Render the stretch of the listing from the line containing "For each <instance>" through the line containing "positive clicks: (339, 326)" as a Markdown table with the columns Row and Line, omitting any blank lines.

----- Material provided

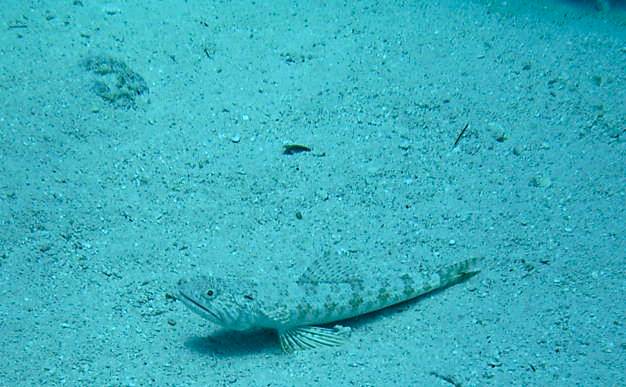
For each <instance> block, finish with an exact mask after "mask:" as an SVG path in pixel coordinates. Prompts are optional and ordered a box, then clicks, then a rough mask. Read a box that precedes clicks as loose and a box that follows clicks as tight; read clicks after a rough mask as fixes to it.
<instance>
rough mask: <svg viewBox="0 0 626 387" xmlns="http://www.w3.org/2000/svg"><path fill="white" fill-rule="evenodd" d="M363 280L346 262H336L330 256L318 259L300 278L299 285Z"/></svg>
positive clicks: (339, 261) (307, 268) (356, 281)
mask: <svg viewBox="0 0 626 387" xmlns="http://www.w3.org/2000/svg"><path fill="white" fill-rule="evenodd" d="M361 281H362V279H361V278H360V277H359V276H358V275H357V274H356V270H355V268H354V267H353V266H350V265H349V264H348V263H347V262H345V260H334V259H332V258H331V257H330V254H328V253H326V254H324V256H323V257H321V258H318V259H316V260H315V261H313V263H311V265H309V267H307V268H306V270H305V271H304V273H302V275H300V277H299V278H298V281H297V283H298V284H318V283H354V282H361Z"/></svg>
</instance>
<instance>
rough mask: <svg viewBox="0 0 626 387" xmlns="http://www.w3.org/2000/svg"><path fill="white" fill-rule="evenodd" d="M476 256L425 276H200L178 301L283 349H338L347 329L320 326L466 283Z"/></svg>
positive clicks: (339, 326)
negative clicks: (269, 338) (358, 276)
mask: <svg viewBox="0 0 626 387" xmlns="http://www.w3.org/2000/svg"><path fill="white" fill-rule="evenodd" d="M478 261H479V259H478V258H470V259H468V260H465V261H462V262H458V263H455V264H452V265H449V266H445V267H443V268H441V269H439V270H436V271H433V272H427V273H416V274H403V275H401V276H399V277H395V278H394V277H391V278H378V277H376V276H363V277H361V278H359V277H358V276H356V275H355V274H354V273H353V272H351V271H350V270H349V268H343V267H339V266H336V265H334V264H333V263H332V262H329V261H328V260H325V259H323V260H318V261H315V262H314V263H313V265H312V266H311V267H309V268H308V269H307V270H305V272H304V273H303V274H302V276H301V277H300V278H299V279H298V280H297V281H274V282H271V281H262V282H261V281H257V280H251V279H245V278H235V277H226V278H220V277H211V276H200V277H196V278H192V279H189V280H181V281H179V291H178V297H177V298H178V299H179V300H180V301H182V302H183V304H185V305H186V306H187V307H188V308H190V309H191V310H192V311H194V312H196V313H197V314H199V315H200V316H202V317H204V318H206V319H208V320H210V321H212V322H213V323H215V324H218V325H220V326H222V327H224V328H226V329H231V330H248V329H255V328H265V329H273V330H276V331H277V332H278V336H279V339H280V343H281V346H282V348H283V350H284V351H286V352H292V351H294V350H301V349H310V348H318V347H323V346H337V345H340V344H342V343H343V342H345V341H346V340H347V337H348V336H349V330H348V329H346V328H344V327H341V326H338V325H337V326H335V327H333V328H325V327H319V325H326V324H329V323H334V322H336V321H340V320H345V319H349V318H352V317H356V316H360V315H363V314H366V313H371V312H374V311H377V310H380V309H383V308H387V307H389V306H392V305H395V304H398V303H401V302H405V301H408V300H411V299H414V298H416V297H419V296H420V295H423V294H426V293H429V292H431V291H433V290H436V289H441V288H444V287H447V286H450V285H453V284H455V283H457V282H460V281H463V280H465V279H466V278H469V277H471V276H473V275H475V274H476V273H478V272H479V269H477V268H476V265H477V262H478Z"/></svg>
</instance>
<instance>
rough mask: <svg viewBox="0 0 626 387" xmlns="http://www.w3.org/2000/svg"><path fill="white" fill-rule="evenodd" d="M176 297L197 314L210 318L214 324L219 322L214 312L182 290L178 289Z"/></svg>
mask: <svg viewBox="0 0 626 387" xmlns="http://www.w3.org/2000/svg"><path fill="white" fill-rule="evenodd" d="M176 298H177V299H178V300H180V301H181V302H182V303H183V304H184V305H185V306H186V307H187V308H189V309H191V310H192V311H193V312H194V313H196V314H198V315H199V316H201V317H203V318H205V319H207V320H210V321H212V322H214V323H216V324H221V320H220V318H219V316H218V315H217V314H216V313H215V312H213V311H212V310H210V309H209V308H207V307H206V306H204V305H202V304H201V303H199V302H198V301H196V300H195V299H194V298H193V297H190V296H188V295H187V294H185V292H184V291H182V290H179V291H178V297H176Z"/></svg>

----------
----- Material provided

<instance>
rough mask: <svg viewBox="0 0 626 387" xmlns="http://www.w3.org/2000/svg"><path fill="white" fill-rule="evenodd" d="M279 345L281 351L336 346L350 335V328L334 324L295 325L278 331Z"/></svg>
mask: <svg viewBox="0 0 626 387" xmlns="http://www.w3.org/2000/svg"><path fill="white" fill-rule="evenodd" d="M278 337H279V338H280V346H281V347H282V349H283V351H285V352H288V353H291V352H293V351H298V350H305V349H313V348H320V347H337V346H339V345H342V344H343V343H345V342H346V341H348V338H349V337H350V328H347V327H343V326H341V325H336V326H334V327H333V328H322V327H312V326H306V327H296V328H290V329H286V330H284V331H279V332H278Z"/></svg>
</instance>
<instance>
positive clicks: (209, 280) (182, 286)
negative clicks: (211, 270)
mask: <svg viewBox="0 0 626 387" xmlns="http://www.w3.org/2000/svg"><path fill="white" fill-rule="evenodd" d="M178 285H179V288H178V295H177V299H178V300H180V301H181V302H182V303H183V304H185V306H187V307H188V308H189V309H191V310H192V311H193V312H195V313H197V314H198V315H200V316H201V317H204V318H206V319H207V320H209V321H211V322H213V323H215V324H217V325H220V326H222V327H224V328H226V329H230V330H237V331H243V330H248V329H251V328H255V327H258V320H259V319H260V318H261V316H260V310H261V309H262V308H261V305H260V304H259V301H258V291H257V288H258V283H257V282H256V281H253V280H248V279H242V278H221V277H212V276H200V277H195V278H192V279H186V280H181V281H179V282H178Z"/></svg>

----------

→ **Exercise output**
| Row | Line |
|---|---|
| 1 | For each <instance> block, finish with an exact mask after "mask:" as an SVG path in pixel coordinates. Prompts are optional and ordered a box, then clicks, then a rough mask. Read a box that precedes clicks as loose and a box that follows clicks as tight; read clicks after a rough mask as fixes to it. |
| 2 | <instance> |
| 3 | rough mask: <svg viewBox="0 0 626 387" xmlns="http://www.w3.org/2000/svg"><path fill="white" fill-rule="evenodd" d="M363 280L346 262H336L330 256L318 259L300 278L299 285Z"/></svg> |
| 4 | positive clicks: (339, 261) (307, 268) (356, 281) |
| 5 | mask: <svg viewBox="0 0 626 387" xmlns="http://www.w3.org/2000/svg"><path fill="white" fill-rule="evenodd" d="M361 281H362V279H361V278H360V277H359V276H358V275H357V274H356V270H355V268H354V267H353V266H350V265H349V264H348V263H347V262H345V260H334V259H332V258H331V257H330V254H328V253H326V254H324V256H323V257H321V258H318V259H316V260H315V261H313V263H311V265H309V267H307V268H306V270H305V271H304V273H302V275H300V277H299V278H298V281H297V283H298V284H318V283H354V282H361Z"/></svg> |
| 6 | </instance> |
| 7 | <instance> |
| 8 | rough mask: <svg viewBox="0 0 626 387" xmlns="http://www.w3.org/2000/svg"><path fill="white" fill-rule="evenodd" d="M476 256L425 276H200L178 301L283 349H338L347 329L320 326L466 283Z"/></svg> |
| 9 | positive clicks: (339, 326) |